Task description ▸
Reproduce only the lines that run from the line with "Query: person's hand" to the last line of the material, both ends included, exactly as they appear.
--- START ---
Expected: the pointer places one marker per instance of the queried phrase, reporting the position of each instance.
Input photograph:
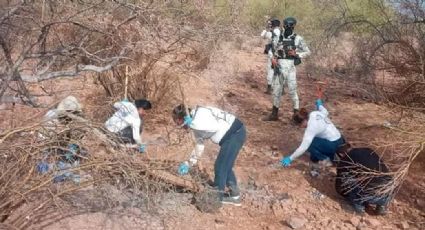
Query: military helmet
(275, 22)
(289, 22)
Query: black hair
(143, 103)
(179, 111)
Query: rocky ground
(273, 197)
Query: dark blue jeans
(320, 149)
(223, 167)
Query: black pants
(223, 167)
(126, 135)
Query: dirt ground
(272, 195)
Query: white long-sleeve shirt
(208, 123)
(319, 125)
(126, 115)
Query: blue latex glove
(286, 161)
(72, 151)
(142, 148)
(42, 167)
(319, 103)
(187, 120)
(183, 168)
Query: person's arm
(135, 126)
(323, 110)
(302, 48)
(306, 142)
(199, 147)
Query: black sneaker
(381, 210)
(360, 209)
(233, 200)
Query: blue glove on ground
(187, 120)
(183, 168)
(43, 167)
(319, 103)
(142, 148)
(286, 161)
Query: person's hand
(183, 168)
(292, 53)
(274, 62)
(286, 161)
(187, 120)
(142, 148)
(319, 103)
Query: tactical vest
(284, 45)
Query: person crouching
(222, 128)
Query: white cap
(70, 103)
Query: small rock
(355, 221)
(420, 203)
(404, 225)
(301, 210)
(295, 222)
(373, 222)
(219, 221)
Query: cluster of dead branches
(387, 51)
(160, 41)
(398, 154)
(27, 190)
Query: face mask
(288, 31)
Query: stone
(404, 225)
(355, 221)
(301, 210)
(373, 222)
(295, 222)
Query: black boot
(269, 90)
(273, 116)
(295, 114)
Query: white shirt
(319, 125)
(208, 123)
(127, 115)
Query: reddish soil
(272, 195)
--- END ---
Result below ▸
Query: person's hand
(183, 168)
(292, 53)
(274, 62)
(286, 161)
(187, 120)
(142, 148)
(319, 103)
Query: tactical vest
(284, 45)
Query: person crouching
(222, 128)
Query: white cap
(70, 103)
Query: small rock
(355, 221)
(420, 203)
(404, 225)
(301, 210)
(295, 222)
(373, 222)
(219, 221)
Query: cluster of dead branches
(387, 51)
(160, 41)
(398, 154)
(27, 190)
Query: face mask
(288, 31)
Query: stone
(404, 225)
(355, 221)
(301, 210)
(373, 222)
(295, 222)
Query: black boot
(269, 90)
(273, 116)
(295, 114)
Query: white shirt
(319, 125)
(208, 123)
(127, 115)
Query: reddish soil
(272, 195)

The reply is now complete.